▸ **Annotation data for object locations**:
__________

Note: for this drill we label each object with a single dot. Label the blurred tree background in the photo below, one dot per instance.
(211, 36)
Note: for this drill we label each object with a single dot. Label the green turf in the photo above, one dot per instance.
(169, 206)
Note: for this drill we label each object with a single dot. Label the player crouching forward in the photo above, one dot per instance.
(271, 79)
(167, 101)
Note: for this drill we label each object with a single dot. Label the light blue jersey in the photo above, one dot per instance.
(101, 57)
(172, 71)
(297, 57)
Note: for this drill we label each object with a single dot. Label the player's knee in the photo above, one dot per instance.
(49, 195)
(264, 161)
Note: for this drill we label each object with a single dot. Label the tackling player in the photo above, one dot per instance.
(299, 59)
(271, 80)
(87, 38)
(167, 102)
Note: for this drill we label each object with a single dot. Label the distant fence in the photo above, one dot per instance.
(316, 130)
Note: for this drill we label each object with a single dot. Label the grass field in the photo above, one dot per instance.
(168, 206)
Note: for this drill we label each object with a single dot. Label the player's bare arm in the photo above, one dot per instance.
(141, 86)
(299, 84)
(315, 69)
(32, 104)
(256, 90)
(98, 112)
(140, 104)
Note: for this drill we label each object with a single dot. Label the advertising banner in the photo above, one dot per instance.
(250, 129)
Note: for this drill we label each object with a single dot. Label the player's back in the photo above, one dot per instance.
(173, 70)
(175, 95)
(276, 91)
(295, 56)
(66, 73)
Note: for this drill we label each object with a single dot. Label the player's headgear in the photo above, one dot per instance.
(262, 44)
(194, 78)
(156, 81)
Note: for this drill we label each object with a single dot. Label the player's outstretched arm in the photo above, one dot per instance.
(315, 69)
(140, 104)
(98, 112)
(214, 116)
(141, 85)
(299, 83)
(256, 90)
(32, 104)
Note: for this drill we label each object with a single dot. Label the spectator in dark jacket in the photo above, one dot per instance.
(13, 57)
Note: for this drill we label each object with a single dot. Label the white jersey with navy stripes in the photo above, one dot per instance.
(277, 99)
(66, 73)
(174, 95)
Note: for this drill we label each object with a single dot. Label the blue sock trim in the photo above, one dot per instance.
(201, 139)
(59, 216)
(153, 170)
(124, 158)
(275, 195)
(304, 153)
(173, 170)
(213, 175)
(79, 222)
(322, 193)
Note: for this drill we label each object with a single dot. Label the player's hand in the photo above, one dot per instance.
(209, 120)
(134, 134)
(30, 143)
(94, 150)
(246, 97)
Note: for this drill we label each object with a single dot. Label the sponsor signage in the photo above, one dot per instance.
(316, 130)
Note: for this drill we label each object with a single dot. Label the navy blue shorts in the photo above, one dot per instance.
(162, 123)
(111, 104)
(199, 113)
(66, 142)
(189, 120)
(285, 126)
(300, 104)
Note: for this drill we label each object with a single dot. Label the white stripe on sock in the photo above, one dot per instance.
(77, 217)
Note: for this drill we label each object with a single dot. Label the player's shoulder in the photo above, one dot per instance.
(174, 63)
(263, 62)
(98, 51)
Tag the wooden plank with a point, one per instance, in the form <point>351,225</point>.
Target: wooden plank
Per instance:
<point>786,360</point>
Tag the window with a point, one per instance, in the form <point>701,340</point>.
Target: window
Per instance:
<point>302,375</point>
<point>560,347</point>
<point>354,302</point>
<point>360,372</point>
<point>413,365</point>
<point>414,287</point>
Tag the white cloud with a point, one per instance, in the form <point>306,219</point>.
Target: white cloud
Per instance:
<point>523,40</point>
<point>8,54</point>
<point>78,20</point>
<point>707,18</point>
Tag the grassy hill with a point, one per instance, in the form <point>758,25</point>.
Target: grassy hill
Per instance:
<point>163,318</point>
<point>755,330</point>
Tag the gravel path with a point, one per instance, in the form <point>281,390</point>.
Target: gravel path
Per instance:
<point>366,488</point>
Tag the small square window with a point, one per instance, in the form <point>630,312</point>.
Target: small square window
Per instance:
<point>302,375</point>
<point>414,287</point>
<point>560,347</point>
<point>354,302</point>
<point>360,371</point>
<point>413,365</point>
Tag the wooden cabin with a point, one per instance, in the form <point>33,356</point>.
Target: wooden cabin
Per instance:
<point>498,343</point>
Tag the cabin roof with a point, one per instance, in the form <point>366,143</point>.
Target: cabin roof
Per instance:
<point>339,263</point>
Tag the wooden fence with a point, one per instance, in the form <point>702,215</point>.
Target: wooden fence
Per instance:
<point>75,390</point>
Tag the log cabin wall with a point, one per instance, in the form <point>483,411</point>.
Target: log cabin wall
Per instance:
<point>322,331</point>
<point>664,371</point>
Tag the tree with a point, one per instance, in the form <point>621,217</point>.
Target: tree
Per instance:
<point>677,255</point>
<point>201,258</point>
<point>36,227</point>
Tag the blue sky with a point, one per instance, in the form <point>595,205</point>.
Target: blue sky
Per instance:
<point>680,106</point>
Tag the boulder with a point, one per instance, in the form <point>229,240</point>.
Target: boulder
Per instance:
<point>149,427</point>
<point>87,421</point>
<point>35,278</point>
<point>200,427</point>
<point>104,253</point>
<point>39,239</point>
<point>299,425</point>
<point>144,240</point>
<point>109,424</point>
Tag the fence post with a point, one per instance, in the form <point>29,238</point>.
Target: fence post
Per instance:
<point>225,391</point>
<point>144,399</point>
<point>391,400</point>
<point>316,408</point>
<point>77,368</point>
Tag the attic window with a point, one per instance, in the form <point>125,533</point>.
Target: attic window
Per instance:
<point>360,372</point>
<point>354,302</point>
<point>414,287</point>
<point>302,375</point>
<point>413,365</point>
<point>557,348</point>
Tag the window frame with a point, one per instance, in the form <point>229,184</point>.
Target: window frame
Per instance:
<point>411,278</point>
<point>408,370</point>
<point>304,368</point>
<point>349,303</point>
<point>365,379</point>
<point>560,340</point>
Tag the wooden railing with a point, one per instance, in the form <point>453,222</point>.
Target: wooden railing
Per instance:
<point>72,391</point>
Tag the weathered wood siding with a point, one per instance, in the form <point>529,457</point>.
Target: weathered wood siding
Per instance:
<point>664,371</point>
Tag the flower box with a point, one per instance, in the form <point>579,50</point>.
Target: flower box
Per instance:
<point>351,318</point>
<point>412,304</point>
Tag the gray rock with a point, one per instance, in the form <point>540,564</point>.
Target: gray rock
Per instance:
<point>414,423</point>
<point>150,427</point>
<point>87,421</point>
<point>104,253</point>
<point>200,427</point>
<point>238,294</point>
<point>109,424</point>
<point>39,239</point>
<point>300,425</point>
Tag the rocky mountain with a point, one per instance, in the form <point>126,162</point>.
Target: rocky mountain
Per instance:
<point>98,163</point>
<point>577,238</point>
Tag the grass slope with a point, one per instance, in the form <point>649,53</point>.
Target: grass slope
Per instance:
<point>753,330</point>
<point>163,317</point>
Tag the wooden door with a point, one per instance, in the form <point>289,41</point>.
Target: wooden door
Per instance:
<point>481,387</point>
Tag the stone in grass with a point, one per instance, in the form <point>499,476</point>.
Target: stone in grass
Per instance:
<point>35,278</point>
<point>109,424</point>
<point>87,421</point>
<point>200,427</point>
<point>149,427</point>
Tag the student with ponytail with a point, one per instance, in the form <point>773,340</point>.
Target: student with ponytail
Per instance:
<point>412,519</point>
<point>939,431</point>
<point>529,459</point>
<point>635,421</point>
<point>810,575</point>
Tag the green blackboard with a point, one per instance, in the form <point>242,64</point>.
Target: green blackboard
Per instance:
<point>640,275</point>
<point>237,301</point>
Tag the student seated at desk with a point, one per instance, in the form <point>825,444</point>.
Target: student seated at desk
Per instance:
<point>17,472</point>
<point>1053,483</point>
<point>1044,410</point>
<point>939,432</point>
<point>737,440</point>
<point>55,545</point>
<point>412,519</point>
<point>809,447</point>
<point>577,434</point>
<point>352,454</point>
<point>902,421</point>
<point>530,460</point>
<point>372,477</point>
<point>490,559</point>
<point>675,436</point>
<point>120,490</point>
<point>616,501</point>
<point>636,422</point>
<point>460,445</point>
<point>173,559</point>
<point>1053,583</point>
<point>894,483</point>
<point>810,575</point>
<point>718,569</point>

__________

▸ **Exercise objective**: Reproduce word for word the lines of the material above, from the line containing "Tag the wooden fence" through the line containing "<point>75,390</point>", with both of those lines included.

▸ **Solution to the exercise**:
Tag the wooden fence with a point, one per instance, in the form <point>702,215</point>.
Target: wooden fence
Per instance:
<point>75,390</point>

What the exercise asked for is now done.